Return the records that follow, matching each one exactly.
--- Input material ---
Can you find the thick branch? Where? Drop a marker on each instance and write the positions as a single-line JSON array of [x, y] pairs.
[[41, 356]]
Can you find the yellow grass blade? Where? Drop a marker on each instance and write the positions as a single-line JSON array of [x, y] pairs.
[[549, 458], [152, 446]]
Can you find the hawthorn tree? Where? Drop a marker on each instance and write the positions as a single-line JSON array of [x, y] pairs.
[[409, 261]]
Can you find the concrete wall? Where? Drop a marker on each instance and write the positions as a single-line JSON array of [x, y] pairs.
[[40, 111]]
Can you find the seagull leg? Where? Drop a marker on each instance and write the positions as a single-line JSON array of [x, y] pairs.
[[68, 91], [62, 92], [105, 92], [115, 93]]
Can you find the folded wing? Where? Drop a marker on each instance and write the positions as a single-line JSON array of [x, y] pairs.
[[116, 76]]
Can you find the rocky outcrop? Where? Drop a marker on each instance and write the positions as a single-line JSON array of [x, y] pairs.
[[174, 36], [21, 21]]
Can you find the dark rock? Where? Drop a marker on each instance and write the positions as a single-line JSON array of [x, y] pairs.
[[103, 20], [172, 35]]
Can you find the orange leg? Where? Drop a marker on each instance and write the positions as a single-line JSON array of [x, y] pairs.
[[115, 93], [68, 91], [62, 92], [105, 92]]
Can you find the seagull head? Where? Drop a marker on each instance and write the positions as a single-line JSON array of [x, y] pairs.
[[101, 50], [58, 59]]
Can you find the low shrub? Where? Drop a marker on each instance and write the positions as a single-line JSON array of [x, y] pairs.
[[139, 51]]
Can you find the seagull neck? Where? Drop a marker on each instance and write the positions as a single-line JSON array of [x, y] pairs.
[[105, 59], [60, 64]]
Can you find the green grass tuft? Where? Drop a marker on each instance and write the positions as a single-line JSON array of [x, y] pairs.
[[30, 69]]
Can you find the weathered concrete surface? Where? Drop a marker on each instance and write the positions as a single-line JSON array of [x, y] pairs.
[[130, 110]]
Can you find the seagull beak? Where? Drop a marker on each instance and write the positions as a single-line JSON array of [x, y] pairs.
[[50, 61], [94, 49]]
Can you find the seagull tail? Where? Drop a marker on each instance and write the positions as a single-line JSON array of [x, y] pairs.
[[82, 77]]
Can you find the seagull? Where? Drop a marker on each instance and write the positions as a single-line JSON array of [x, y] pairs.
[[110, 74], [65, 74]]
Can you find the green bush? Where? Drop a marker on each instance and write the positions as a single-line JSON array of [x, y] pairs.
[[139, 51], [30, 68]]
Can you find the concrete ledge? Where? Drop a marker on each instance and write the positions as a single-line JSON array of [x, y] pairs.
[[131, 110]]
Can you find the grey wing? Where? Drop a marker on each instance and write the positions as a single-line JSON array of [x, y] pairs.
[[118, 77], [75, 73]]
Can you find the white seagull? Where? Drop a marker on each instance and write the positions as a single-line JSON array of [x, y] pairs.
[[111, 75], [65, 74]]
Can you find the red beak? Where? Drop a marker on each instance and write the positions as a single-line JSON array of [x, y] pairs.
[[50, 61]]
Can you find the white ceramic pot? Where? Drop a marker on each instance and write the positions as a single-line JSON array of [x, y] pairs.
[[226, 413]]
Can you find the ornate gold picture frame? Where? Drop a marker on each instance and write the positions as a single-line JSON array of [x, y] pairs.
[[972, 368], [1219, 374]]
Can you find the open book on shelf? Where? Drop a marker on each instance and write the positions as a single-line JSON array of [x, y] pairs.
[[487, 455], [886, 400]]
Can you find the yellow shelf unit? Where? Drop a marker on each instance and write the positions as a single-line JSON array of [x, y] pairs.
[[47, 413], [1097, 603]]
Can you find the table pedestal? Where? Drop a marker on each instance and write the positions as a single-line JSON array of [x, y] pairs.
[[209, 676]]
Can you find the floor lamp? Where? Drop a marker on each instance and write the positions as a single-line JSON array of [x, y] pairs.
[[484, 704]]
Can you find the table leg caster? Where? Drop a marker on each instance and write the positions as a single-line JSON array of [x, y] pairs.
---
**Output of the exercise**
Can you find the thick branch? Where? Drop a marker on each instance and write the positions as a single-line JSON array of [x, y] pairs.
[[41, 356]]
Can you find the yellow grass blade? Where? Drop a marker on each instance and write the positions as a single-line JSON array of [x, y] pairs.
[[549, 458], [152, 446]]
Can you find the hawthorn tree? Where? Drop a marker on each instance and write the positions as a single-line JSON array of [x, y] pairs.
[[409, 261]]
Can you find the concrete wall? Where? Drop a marker on each instance and write the positions as a single-line JSON array of [x, y] pairs.
[[40, 111]]
Can you find the seagull leg? Where? Drop a marker on each instance and write the positions as a single-line JSON array of [x, y] pairs.
[[68, 91], [62, 92], [105, 92], [115, 93]]
Can you find the folded wing? Where? Drop a marker on each instance and write the positions as a single-line JSON array of [x, y] pairs.
[[116, 76]]
Can you find the rocky outcrop? Where? Drop a marker on each instance and write the positions as a single-line JSON array of [x, y] pairs.
[[174, 36], [21, 21]]
Can you find the dark rock? Where? Drop a marker on each instance and write the positions as a single-line JSON array of [x, y] pairs.
[[103, 20], [172, 35]]
Can you find the orange leg? Where? Drop a marker on each instance and write the positions as a single-line JSON array of [x, y] pairs.
[[115, 93], [68, 91], [62, 92], [105, 92]]
Can you find the seagull head? Where? Drop a marker on each instance and write the positions as a single-line JSON array of [x, y] pairs.
[[101, 50], [58, 59]]
Can you find the low shrub? Where? Drop a marker on each instance and write the positions as a single-line JSON array of [x, y] pairs.
[[139, 51]]
Can you find the seagull neck? Where? Drop a marker on each instance and write the positions as a single-line JSON array of [x, y] pairs.
[[105, 59], [60, 64]]
Can you find the green grass tuft? Where? Drop a marker on each instance and write the positions as a single-line JSON array of [x, y] pairs.
[[30, 69]]
Can you find the weathered concrete surface? Where? Drop a marker on each instance and write the positions as a single-line JSON array of [x, y] pairs.
[[130, 110]]
Can you find the seagull beak? Where? Drop a marker on each instance and write the positions as a single-line JSON array of [x, y] pairs.
[[50, 61], [94, 49]]
Can you find the seagull tail? Where? Drop a marker on each instance and write the positions as a single-line JSON array of [x, y] pairs.
[[82, 77]]
Can you find the seagull? Where? Drop a marker on each instance and write the positions as a single-line JSON array of [x, y] pairs.
[[110, 74], [65, 74]]
Can you find the green bush? Where? Drop a marker on each instance and write the positions as a single-line JSON array of [x, y] pairs.
[[139, 51], [30, 68]]
Can you find the concrete ledge? Where? Drop a marker on each instance and write the positions as a single-line JSON array of [x, y] pairs.
[[131, 110]]
Can you find the grey wing? Where? Drop a marker on each instance and write the positions as a single-line JSON array of [x, y] pairs.
[[118, 77], [75, 73]]
Can you find the white seagull? Where? Drop a marker on each instance and write the positions as a single-line JSON array of [x, y] pairs.
[[111, 75], [65, 74]]
Can you find the red beak? Where? Drop a marker on each instance and write the positions as a single-line JSON array of [x, y] pairs.
[[50, 61]]
Can you find the white ceramic pot? Where? Drop a marker on each instance and write the positions as a single-line JSON array of [x, y] pairs.
[[226, 413]]
Can you find the ornate gold picture frame? Where? Drop a marker on each instance and write the positions as a single-line JSON array of [x, y] pairs.
[[972, 368], [1219, 374]]
Can you find the open book on shelf? Where? Drop a marker on each instance and write the positions as a single-line JSON array of [x, y] pairs.
[[487, 455], [886, 400]]
Can you find the yellow shelf unit? Where? Drop a marker on each instance and write the positions as a single-line JSON array of [x, y] pairs.
[[47, 413], [1097, 603]]
Can you find the table pedestal? Where? Drop a marker on each instance and write the positions as a single-line JSON array of [x, y] pairs.
[[209, 676]]
Can you find the floor lamp? Where? Drop a marker on each instance and write the positions as a single-line JSON array of [x, y] pairs.
[[484, 704]]
Can you find the table leg caster? Where? Drop a marker on each instance and write the positions as a single-line JSON array of [x, y] pairs.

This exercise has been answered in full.